Give back only the lines in the records below from the one with "task: segment every instance of the red" to the one with "target: wet multi-lane", both inclusive, word for word.

Dataset entries:
★ ★ ★
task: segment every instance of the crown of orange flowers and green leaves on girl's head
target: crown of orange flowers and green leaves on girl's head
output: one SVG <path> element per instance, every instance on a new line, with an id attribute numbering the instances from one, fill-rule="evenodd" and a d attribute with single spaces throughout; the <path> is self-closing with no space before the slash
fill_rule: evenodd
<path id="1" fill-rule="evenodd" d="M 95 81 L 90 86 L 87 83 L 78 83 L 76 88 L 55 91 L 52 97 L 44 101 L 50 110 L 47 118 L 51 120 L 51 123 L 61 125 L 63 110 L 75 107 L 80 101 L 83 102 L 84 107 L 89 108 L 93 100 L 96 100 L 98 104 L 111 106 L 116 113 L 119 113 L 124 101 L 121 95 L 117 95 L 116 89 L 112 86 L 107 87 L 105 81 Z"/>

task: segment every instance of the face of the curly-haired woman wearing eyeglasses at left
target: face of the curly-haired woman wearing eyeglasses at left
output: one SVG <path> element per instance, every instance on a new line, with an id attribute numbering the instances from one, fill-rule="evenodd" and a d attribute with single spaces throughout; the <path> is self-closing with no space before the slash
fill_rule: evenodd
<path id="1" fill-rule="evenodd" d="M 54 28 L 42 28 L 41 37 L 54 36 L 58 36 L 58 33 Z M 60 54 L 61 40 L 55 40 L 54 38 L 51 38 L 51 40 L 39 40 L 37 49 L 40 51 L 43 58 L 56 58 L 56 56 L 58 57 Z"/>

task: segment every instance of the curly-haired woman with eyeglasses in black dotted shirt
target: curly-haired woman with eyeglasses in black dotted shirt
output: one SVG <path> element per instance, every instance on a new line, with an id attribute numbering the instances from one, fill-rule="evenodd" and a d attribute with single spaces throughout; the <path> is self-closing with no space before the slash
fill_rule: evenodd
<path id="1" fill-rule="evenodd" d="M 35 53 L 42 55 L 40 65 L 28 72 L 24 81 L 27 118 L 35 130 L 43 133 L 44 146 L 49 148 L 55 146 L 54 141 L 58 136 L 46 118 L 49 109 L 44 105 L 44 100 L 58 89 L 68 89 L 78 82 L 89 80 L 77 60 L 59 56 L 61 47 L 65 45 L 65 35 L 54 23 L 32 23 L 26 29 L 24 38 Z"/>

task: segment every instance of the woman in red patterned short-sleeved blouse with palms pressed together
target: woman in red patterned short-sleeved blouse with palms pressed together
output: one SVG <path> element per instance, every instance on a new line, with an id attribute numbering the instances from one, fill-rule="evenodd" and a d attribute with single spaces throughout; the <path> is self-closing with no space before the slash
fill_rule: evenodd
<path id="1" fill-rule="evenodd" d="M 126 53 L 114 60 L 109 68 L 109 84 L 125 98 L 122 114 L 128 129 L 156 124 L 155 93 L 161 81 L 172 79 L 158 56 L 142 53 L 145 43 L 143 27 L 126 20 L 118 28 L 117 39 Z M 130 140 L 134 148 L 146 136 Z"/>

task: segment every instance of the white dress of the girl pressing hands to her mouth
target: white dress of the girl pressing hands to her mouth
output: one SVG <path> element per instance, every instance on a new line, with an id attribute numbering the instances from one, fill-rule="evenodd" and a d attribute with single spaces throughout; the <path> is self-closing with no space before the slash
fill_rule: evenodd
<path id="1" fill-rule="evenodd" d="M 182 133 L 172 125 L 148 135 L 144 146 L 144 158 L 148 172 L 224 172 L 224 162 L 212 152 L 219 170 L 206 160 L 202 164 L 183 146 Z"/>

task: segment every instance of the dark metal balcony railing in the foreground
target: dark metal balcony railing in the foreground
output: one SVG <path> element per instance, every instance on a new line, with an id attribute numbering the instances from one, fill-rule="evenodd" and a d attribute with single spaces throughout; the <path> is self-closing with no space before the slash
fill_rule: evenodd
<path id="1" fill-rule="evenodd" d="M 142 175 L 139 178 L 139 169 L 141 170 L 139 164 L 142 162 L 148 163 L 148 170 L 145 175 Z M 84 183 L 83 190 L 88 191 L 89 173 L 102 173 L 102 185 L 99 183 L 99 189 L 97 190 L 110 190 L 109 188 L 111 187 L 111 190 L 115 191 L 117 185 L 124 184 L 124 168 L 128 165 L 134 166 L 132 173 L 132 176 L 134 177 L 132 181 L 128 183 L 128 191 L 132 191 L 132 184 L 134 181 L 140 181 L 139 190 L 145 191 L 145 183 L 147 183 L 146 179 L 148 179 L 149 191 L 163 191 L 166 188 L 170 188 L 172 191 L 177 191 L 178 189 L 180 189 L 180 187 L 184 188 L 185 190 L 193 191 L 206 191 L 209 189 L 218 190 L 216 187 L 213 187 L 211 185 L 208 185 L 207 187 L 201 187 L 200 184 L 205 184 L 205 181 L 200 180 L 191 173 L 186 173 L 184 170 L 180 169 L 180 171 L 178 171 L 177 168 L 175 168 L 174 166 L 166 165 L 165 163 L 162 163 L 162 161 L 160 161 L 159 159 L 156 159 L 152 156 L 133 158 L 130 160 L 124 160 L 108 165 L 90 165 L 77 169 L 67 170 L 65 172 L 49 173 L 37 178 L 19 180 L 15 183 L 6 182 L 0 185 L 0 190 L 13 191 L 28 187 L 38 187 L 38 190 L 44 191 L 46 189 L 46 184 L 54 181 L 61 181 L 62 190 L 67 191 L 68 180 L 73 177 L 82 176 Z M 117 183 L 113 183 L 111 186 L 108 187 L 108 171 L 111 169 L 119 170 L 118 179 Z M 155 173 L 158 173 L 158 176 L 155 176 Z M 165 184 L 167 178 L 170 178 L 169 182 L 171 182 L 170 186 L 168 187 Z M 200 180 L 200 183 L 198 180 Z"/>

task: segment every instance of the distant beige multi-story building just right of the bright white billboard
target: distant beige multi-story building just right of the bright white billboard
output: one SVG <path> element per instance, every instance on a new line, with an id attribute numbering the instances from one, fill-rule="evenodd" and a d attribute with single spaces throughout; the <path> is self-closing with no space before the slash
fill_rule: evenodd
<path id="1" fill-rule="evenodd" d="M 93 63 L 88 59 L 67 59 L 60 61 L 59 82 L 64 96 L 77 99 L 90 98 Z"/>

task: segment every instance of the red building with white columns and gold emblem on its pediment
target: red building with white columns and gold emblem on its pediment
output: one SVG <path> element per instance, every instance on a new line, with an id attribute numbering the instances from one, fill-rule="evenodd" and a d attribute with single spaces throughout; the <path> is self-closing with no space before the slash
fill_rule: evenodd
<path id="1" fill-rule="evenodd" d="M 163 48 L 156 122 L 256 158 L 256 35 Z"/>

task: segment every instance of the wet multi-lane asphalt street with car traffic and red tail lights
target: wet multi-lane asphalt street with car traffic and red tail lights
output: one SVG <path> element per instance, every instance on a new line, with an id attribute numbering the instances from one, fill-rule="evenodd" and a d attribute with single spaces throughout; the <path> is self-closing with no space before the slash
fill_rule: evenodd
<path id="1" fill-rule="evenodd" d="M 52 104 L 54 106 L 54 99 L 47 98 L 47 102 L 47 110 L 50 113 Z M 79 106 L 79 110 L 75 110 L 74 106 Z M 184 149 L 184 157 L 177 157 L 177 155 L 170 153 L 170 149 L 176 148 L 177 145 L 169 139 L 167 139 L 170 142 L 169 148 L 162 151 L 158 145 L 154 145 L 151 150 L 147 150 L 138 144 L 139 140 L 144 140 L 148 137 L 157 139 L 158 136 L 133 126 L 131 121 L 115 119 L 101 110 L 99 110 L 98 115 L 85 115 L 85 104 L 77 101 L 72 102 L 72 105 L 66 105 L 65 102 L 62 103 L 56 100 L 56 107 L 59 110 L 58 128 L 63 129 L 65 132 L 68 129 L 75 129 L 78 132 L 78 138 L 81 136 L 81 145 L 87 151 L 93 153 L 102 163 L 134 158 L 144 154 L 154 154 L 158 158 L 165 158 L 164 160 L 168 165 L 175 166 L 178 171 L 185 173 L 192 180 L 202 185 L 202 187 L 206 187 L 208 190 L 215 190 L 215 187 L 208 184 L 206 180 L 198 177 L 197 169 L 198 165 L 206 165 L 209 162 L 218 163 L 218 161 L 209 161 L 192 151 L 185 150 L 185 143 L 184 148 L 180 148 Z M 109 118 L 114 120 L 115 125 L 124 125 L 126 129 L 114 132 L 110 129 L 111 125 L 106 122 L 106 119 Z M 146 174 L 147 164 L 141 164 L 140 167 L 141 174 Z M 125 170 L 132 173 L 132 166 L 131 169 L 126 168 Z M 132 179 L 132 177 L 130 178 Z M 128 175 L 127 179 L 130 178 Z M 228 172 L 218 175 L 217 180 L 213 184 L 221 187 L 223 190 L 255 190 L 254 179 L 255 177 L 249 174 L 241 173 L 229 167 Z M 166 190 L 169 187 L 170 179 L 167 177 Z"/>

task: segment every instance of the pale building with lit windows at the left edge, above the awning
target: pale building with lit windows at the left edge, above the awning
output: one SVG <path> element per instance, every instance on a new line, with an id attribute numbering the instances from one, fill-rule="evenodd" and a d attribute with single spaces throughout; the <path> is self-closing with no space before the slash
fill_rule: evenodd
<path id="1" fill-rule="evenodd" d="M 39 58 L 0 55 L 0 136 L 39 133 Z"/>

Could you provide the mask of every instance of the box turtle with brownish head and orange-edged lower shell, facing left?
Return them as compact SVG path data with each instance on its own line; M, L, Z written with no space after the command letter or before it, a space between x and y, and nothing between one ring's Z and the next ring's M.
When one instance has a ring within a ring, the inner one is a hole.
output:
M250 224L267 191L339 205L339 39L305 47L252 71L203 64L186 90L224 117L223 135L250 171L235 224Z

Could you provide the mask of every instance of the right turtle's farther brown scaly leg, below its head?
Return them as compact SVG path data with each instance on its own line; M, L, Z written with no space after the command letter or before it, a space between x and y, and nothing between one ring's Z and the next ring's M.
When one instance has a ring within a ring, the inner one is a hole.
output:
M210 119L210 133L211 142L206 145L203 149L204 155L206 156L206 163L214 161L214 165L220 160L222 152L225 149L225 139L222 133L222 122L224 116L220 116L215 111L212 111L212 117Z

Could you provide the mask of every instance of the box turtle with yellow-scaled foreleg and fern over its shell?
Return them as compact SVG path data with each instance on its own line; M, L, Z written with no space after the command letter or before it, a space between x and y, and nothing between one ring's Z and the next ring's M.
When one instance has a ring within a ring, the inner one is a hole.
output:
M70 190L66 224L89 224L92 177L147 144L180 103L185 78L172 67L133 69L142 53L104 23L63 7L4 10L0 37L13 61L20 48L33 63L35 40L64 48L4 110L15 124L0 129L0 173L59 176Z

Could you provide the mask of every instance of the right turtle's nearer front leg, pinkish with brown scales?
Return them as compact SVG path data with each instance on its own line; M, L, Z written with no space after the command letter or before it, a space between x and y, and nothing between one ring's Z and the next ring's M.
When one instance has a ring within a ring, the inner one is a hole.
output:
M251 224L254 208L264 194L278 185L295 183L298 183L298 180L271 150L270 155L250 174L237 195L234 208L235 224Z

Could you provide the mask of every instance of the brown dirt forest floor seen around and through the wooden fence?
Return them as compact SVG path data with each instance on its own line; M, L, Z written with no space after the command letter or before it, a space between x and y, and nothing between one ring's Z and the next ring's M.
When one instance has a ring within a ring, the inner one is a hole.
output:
★ ★ ★
Exercise result:
task: segment every instance of the red building with white columns and gold emblem on its pediment
target: red building with white columns and gold emblem on its pediment
output: one SVG <path> element per instance, every instance on a new line, with an id attribute numbering the instances from one, fill-rule="evenodd" and a d attribute with single spaces throughout; the <path> is self-closing with no space before the slash
fill_rule: evenodd
<path id="1" fill-rule="evenodd" d="M 163 48 L 156 122 L 256 158 L 256 35 Z"/>

task: segment every instance of the wet multi-lane asphalt street with car traffic and red tail lights
target: wet multi-lane asphalt street with car traffic and red tail lights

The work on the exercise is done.